**THE EXERCISE:**
Reproduce the records unchanged, from the line containing "Can you find the flat" through the line containing "454], [84, 171]]".

**DATA FOR PROCESSING:**
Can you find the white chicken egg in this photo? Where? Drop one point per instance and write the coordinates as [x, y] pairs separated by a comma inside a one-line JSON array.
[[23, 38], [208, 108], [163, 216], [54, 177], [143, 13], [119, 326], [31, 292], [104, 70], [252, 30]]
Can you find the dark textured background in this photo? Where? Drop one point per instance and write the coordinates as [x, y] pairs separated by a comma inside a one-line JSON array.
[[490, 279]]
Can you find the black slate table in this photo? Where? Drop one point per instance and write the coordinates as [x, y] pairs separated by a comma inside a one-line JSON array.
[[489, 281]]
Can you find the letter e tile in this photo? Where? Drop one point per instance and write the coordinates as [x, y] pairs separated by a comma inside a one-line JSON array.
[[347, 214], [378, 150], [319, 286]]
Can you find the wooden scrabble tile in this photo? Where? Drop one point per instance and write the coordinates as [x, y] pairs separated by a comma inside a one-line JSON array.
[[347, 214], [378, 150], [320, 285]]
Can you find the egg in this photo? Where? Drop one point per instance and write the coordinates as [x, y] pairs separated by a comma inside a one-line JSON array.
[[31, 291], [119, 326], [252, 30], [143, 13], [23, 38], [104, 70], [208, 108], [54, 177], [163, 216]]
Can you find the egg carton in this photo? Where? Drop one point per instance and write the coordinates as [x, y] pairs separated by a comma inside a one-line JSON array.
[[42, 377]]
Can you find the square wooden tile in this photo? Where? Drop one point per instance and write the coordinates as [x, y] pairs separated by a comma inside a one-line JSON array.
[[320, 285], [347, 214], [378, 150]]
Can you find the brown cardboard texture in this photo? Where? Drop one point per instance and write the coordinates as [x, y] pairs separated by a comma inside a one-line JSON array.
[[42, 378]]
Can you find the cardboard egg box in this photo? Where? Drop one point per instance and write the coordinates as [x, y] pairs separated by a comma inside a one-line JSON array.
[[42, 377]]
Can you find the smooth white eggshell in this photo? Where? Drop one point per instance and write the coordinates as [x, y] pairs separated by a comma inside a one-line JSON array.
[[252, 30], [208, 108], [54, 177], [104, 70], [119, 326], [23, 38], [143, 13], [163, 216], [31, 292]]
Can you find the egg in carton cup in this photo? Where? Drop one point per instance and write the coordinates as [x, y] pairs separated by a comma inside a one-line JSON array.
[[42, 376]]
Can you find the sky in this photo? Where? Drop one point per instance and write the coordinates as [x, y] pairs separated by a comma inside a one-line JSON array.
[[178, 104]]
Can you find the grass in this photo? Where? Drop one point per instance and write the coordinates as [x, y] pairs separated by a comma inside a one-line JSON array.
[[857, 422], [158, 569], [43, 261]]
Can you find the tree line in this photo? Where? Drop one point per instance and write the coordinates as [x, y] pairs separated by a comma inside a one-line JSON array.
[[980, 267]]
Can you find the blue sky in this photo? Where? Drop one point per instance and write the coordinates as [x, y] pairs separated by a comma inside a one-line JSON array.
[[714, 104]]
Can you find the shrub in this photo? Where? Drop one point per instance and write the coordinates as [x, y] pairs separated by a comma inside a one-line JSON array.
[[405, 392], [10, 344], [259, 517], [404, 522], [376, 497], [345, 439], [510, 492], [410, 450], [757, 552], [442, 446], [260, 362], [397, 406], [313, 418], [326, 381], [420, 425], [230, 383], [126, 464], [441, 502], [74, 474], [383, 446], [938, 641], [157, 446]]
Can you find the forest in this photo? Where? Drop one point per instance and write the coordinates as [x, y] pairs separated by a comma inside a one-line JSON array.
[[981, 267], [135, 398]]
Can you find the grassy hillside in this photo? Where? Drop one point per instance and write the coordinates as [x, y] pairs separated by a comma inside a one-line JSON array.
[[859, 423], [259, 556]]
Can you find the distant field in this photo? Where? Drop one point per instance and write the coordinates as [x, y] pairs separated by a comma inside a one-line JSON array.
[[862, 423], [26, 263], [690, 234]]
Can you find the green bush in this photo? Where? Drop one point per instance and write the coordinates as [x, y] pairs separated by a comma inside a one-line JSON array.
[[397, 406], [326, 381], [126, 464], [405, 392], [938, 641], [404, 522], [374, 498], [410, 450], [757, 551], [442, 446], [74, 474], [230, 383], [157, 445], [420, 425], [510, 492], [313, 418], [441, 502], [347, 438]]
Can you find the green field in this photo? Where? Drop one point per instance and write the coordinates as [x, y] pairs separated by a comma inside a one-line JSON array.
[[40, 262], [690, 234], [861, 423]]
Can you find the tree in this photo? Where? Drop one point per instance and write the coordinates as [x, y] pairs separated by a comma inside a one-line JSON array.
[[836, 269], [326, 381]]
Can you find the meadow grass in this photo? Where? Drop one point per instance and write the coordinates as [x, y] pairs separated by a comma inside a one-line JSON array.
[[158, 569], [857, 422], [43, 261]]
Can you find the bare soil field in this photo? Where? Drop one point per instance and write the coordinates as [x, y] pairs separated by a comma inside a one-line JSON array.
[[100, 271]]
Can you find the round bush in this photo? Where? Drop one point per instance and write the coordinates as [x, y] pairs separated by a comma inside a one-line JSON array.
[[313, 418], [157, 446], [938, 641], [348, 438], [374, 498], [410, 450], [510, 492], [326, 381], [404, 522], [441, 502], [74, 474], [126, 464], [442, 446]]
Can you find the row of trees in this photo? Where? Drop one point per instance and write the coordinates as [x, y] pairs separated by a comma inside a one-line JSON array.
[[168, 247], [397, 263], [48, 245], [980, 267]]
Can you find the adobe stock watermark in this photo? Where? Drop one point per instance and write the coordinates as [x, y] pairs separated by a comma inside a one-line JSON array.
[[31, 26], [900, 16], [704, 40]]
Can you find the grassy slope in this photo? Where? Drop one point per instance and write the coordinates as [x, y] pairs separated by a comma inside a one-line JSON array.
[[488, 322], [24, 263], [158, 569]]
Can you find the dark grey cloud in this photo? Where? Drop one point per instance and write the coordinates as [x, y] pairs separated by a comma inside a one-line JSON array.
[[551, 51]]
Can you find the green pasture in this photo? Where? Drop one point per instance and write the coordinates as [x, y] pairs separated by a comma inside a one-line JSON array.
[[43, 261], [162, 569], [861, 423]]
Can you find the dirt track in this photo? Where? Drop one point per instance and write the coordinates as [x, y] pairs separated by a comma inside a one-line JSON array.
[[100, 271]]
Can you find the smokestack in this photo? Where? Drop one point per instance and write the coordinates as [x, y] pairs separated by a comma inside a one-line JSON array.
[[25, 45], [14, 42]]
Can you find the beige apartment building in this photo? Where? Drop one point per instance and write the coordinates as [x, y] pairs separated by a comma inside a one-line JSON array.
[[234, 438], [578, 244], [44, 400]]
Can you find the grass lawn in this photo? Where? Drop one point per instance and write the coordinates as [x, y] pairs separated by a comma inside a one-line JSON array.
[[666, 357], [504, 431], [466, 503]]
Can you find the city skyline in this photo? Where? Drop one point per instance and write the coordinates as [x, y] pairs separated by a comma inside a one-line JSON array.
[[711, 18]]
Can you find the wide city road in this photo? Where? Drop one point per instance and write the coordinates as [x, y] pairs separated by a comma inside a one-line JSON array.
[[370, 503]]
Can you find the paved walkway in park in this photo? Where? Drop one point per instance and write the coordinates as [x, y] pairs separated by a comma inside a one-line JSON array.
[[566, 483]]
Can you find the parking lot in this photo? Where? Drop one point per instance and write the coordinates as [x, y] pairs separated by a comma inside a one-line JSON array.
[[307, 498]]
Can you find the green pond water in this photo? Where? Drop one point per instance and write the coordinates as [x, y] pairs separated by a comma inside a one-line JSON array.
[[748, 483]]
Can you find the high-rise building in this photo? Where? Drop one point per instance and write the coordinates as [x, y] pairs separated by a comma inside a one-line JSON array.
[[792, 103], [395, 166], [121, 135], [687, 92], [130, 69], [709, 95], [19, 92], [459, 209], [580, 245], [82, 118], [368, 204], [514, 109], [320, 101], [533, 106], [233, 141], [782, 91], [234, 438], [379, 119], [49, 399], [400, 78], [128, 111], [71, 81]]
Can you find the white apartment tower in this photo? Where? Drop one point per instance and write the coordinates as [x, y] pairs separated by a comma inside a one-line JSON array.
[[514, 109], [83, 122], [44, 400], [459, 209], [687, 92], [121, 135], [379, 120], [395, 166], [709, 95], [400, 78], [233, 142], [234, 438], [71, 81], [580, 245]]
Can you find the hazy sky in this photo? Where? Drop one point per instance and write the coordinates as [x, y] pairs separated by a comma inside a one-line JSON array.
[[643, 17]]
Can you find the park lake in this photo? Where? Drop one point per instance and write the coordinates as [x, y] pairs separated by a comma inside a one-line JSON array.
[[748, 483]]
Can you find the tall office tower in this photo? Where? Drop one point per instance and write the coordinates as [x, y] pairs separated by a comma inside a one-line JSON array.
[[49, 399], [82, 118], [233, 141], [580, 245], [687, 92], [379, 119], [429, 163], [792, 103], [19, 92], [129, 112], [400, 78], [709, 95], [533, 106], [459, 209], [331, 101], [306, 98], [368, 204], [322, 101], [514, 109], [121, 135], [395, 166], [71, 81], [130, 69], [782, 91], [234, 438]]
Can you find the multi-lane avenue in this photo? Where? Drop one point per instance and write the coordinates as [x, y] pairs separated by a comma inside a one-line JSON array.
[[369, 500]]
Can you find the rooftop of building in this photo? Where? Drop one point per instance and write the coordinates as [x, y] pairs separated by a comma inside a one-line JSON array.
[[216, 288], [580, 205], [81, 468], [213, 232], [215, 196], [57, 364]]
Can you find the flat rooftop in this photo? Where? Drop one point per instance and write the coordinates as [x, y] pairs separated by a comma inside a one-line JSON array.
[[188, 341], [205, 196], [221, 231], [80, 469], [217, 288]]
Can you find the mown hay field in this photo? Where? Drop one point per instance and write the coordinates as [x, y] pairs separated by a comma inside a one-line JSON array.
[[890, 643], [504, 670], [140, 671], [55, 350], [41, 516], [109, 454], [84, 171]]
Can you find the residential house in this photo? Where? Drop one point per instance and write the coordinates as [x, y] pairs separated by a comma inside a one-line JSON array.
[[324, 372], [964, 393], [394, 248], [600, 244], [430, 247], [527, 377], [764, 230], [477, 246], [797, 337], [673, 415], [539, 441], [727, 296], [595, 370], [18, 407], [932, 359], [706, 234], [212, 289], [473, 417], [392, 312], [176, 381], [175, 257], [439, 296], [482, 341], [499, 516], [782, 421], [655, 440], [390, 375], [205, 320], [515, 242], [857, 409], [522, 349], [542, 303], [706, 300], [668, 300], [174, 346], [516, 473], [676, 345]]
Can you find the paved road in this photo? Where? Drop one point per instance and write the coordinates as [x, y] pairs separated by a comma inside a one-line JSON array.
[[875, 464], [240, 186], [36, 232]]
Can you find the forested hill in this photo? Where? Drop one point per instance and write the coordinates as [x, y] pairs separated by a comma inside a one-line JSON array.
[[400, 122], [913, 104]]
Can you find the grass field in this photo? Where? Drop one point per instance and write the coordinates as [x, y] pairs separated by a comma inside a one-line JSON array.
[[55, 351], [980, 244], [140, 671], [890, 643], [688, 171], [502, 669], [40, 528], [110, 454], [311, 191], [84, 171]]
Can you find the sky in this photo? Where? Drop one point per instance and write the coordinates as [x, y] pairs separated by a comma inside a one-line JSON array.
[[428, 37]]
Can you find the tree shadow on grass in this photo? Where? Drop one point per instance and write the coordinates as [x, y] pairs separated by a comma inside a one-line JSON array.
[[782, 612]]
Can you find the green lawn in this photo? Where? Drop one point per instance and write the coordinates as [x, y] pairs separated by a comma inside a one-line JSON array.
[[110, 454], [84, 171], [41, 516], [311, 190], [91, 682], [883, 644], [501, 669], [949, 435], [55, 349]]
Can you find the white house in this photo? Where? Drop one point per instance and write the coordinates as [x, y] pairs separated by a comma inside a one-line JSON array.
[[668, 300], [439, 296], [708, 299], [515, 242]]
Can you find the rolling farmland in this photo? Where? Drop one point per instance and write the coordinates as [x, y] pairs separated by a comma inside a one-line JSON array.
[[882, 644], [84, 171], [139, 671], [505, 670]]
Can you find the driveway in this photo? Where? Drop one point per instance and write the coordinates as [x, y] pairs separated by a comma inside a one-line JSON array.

**ANSWER TO THIS TASK:**
Can you find the flat rooftop in this photo? Where? Drop one point per instance and write the coordinates as [x, y] pairs separated by a comma inside a one-line JSON array.
[[188, 341], [205, 196], [221, 231], [80, 469], [217, 288]]
Can you find the mown hay field in this photo? Where? Drop one point per instance and write the coordinates as [x, y] pairs separated by a comma inside a one-line JSON array.
[[890, 643], [504, 670], [140, 671], [55, 350], [41, 516], [109, 454], [84, 171]]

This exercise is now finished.